Repeat the stretch of rows from the line containing "the adult in" through the line containing "point(3, 33)", keeping both of those lines.

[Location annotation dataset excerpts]
# # # # #
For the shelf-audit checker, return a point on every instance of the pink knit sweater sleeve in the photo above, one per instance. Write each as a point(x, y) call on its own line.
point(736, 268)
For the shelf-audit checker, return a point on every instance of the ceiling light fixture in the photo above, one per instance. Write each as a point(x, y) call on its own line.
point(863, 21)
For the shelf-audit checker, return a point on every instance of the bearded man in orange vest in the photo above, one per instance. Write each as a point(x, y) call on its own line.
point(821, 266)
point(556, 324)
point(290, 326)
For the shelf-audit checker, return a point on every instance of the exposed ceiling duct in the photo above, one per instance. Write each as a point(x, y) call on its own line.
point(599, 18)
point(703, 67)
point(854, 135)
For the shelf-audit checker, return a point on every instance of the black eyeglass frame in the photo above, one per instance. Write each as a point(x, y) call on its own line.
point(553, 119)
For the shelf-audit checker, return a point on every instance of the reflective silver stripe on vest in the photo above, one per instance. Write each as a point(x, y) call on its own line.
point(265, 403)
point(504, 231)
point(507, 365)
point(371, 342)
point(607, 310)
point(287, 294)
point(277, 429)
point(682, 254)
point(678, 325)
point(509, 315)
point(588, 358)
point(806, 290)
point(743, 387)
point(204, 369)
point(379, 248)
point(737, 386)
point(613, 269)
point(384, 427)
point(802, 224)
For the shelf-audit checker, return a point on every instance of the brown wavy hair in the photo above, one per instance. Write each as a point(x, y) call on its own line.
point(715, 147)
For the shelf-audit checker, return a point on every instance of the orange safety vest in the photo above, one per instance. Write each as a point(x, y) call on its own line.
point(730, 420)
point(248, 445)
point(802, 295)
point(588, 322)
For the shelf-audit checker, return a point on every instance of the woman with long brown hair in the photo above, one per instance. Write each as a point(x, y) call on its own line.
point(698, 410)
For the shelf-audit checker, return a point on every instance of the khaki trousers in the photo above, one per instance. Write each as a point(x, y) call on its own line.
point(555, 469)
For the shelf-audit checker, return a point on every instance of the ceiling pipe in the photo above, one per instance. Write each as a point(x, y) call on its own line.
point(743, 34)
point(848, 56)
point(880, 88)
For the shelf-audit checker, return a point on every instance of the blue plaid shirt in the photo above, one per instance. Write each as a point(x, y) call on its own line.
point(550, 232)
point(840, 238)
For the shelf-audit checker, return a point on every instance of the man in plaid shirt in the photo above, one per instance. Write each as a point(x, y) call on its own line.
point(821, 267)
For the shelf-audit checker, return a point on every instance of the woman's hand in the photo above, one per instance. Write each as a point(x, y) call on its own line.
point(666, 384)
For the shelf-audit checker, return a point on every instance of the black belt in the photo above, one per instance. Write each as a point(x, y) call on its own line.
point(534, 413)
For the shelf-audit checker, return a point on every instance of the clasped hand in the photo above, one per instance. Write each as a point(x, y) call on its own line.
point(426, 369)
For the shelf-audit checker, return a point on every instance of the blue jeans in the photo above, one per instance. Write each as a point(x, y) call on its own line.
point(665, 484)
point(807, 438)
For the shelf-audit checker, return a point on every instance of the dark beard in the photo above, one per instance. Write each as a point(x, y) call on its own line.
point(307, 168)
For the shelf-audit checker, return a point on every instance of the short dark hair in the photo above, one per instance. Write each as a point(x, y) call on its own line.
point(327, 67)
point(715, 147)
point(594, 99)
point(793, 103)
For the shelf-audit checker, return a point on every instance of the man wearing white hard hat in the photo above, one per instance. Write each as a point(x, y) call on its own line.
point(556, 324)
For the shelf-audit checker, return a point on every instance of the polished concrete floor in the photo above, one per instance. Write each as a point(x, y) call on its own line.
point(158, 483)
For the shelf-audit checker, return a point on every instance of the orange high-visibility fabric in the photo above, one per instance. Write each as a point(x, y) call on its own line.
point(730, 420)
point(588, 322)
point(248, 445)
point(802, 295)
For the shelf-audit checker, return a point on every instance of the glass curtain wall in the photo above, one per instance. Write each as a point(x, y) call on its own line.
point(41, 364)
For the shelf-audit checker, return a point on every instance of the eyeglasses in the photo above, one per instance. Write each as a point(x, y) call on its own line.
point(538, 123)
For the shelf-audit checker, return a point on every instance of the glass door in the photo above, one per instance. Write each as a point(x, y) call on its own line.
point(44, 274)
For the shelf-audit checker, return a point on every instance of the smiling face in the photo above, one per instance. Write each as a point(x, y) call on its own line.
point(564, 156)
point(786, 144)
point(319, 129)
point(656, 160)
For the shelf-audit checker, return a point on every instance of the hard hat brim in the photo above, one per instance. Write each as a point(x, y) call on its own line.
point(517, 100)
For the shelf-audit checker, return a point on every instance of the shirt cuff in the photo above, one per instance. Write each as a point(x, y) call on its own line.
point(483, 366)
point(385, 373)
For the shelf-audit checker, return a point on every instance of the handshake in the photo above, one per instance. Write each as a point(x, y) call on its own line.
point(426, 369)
# # # # #
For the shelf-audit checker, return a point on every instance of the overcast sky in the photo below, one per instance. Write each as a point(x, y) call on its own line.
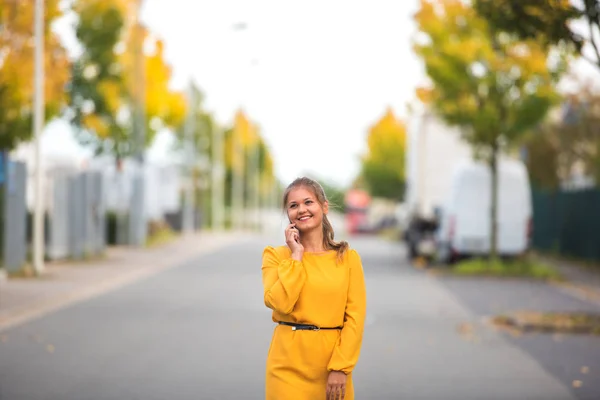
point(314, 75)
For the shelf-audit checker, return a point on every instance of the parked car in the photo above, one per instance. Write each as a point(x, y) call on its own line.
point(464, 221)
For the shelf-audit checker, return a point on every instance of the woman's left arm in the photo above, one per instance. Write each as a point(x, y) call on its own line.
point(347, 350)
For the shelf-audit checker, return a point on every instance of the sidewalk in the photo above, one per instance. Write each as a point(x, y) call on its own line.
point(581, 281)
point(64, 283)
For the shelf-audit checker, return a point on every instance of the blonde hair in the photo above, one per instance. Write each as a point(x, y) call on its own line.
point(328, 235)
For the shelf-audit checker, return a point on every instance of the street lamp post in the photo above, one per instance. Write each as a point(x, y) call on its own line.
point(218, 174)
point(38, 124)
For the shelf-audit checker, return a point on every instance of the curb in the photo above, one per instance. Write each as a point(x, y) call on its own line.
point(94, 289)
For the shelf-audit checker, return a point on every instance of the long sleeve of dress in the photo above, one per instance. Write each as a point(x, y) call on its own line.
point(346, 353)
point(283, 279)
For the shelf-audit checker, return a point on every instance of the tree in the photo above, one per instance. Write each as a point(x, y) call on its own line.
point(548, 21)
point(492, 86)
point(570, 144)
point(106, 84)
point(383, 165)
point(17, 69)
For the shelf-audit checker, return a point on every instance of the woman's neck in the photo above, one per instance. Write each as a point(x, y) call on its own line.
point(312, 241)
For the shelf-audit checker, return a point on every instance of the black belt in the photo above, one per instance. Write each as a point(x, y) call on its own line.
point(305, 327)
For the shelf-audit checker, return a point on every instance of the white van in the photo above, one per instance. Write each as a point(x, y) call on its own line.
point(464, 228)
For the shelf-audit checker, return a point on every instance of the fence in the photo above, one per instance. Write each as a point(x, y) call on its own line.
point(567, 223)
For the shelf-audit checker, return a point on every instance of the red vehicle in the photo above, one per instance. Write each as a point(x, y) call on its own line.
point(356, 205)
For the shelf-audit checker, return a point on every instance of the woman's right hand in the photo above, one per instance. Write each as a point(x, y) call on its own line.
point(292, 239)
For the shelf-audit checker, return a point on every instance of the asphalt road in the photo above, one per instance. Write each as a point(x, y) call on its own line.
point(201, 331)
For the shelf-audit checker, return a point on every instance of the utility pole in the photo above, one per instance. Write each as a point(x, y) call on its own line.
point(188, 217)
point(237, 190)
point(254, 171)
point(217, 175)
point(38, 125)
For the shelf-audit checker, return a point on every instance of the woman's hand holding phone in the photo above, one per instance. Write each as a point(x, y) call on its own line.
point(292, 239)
# # # # #
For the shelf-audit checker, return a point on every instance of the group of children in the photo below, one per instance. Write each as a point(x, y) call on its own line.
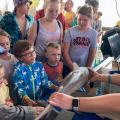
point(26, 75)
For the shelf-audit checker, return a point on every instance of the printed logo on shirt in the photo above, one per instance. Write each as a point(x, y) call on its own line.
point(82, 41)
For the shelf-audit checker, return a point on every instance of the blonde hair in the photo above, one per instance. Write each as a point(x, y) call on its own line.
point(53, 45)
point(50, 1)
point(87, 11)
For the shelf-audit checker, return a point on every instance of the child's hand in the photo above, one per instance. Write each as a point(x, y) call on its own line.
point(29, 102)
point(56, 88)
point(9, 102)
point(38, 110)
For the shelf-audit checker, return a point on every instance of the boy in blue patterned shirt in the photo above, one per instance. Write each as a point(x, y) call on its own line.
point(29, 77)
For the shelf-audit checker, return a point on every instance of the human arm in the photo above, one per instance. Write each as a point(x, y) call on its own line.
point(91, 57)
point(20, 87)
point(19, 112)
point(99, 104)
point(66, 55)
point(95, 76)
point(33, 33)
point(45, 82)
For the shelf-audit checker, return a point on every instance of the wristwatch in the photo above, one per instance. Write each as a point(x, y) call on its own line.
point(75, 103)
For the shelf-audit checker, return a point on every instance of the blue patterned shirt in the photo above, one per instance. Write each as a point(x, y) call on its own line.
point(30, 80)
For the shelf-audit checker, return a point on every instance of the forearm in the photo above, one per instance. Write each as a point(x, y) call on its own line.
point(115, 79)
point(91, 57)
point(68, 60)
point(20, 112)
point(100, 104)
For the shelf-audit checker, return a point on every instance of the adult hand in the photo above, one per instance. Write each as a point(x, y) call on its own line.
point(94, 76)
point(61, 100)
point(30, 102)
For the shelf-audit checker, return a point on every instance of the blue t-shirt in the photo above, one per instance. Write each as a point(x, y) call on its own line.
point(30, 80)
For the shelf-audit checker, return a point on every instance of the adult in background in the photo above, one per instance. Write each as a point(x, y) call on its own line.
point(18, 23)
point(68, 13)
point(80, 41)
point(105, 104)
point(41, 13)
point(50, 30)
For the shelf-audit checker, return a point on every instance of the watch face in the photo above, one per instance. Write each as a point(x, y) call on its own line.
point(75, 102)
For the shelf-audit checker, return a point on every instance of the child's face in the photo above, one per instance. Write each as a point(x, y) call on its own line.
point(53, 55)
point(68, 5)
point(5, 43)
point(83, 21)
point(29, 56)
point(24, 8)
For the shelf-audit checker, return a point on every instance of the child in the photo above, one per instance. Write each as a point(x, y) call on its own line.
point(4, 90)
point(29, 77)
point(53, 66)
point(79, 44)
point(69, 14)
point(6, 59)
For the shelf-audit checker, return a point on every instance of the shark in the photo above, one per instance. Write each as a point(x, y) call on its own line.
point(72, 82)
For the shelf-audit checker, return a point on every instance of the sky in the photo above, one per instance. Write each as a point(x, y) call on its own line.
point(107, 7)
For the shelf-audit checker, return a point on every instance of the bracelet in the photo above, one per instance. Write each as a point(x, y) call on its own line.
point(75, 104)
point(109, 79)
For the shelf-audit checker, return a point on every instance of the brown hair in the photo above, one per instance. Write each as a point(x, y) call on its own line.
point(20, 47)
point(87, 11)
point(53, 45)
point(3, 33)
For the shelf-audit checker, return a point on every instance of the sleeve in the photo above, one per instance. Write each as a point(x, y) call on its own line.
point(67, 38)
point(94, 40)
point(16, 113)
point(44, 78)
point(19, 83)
# # # # #
▶ **Answer below**:
For the shelf-audit checker, return a point on every instance of the adult in background in the photo above, one per instance. Write each as a point(x, y) call on its own line.
point(18, 23)
point(68, 13)
point(80, 41)
point(105, 104)
point(41, 13)
point(50, 30)
For the shelf-audit checker, return a point on every instance of the watch face in the photo above, one per instance. Write each as a point(x, y) call on its own line.
point(75, 102)
For the shelf-audit checker, return a point on every instance of the child's face in the photo above, one per instance. Write each as a point(x, y) call on its own line.
point(53, 55)
point(68, 5)
point(5, 43)
point(83, 21)
point(29, 56)
point(24, 8)
For the shelf-audit checker, return a point on every instance of the child in the photo above, one per instance. Write each as a point(x, y) call on its own line.
point(4, 90)
point(29, 77)
point(53, 66)
point(79, 44)
point(69, 14)
point(6, 59)
For the shelf-audit checker, return a point on every instance of the shark in the photo above, one per instance. Write each as a point(x, y) call on its own line.
point(72, 82)
For the shelf-audit checker, return a point on every instance of the sky in the photo above, one per instance. Write each as a point(x, y) call on its own line.
point(107, 7)
For the shelf-audit checker, return a point on every instance of the bracelet in the photo above, one per instance. Write each as a point(x, y) call on its own line.
point(75, 104)
point(109, 79)
For the shelf-audit checker, return a point on every instance of the brown hair in the photo above, one per instance. Write each as a point(x, y) call on its own line.
point(20, 47)
point(87, 11)
point(53, 45)
point(3, 33)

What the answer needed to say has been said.